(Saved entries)

-- Opening Marker --

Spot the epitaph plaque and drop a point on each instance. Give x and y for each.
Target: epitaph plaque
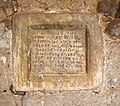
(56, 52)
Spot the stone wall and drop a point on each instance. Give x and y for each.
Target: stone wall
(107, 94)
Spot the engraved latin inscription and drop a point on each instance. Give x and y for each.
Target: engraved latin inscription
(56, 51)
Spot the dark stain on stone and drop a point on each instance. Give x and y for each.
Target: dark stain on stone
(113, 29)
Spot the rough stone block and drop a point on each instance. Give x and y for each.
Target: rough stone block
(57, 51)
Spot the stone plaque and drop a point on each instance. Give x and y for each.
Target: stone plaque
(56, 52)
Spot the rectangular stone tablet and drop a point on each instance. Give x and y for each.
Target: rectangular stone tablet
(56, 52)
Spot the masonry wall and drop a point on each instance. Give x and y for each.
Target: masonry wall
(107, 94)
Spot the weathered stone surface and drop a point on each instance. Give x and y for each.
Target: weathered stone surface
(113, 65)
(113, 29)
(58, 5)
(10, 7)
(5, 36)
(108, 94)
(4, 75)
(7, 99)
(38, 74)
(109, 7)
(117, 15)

-- Closing Marker --
-- Opening Marker --

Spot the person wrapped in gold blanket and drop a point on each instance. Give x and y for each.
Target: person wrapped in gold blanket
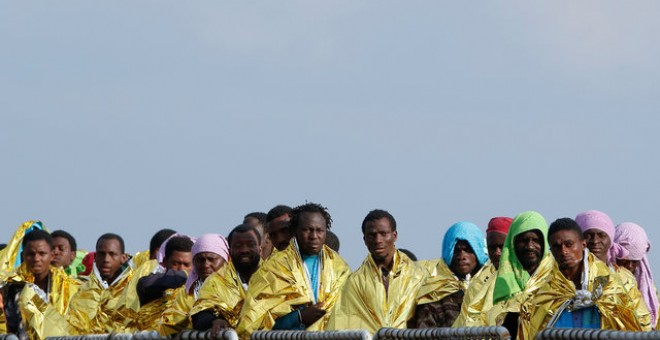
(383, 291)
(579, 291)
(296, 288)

-- Closing Marker --

Out of the data above, set down the lines from the one with "Spot the engraved" to the one with "Spot the weathered", both included, exactly as written and with no additions.

Spot the engraved latin inscription and drop a point on each instance. Give x and y for each.
Target: engraved latin inscription
(56, 51)
Spot the dark stain on stone and drop a point on each instance. Give x and y for each.
Target: dark stain on stone
(113, 29)
Spot the rough stone block and drop a point on each instance. Give x and y for each.
Target: rough stone block
(57, 51)
Spot the stone plaque and drop a point on each instance. Give x and y for each.
Target: stone plaque
(56, 52)
Spot the rectangular stone tablet and drop a point on each instance. Give x and y for each.
Target: rectangular stone tablet
(56, 52)
Spot the masonry wall and drop a point on each instance. Give x and y for each.
Target: masonry wall
(107, 94)
Spot the weathered stone surface and drop a point on each instance. Give x and y for each.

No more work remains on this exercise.